• _PASAJE CITADO_:
********************

Originalmente, la Hermandad de la Macarena procesionaba con un crucificado y una virgen del escultor Pedro Nieto. Por motivos no
demasiado claros, en torno a 1680 la corporación decidió hacer un nuevo encargo, quizás al taller de Pedro Roldán, aunque no hay pruebas fehacientes. El caso es que llegó a la capilla de entonces una bellísima imagen mariana de las denominadas de candelero, es decir, de las que sólo están talladas hasta la cintura y pueden ser vestidas de diversas maneras. Realizada en madera de pino y ciprés y con 175 centímetros de estatura, la Macarena asombró a todos los hermanos por la expresividad de su rostro.
Y es que su cara combina al mismo tiempo rasgos de la inocencia de una adolescente y del sufrimiento de una mujer curtida en la adversidad. Tiene la cabeza erguida, pero la mirada levemente inclinada hacia el suelo, muestra de su tristeza. Asimismo, sus cejas arqueadas transmiten dolor y sus párpados hinchados revelan que ha llorado desconsoladamente por su hijo. Buena prueba de ello son las cinco lágrimas de cristal que recorren sus mejillas, las cuales representan las cinco angustias que padeció la Virgen María. Y qué decir de sus manos, que me tienen las palmas abiertas porque se resisten a separarse del Señor.

********************

• _REGISTROS PROPORCIONADOS_:
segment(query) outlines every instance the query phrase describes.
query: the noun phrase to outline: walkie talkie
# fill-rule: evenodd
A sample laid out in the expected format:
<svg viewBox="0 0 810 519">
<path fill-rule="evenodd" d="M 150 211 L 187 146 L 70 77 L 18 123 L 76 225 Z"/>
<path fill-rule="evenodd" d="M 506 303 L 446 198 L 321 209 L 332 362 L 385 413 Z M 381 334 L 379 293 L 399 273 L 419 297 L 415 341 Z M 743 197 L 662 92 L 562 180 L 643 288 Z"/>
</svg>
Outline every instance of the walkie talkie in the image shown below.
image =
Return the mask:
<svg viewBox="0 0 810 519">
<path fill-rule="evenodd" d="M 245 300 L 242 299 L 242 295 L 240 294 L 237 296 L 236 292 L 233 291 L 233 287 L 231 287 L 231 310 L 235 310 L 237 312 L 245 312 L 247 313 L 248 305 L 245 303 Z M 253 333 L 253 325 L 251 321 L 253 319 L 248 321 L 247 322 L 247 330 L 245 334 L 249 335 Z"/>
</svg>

********************

• _PARTES DEL EJERCICIO_:
1/ Resume el párrafo del pasaje citado que empieza con "Originalmente, la Hermandad de la Macarena" y conserva sus datos principales.
2/ Según el pasaje citado, ¿qué representan las lágrimas de cristal que recorren las mejillas de la imagen?
3/ Reproduce del pasaje citado el fragmento comprendido entre "Originalmente, la Hermandad" y "de su rostro.", ambos incluidos.

• _LISTA DE SOLUCIONES_:
1/ Al principio, la Hermandad de la Macarena procesionaba con un crucificado y una virgen de Pedro Nieto. Hacia 1680, por motivos poco claros, encargó una nueva imagen, quizás al taller de Pedro Roldán, aunque sin pruebas fehacientes. Llegó así una imagen mariana de candelero, tallada solo hasta la cintura para poder vestirla de diversas maneras. Está hecha en madera de pino y ciprés y mide 175 centímetros, y la expresividad de su rostro asombró a los hermanos.

2/ Representan las cinco angustias que padeció la Virgen María.

3/
Originalmente, la Hermandad de la Macarena procesionaba con un crucificado y una virgen del escultor Pedro Nieto. Por motivos no
demasiado claros, en torno a 1680 la corporación decidió hacer un nuevo encargo, quizás al taller de Pedro Roldán, aunque no hay pruebas fehacientes. El caso es que llegó a la capilla de entonces una bellísima imagen mariana de las denominadas de candelero, es decir, de las que sólo están talladas hasta la cintura y pueden ser vestidas de diversas maneras. Realizada en madera de pino y ciprés y con 175 centímetros de estatura, la Macarena asombró a todos los hermanos por la expresividad de su rostro.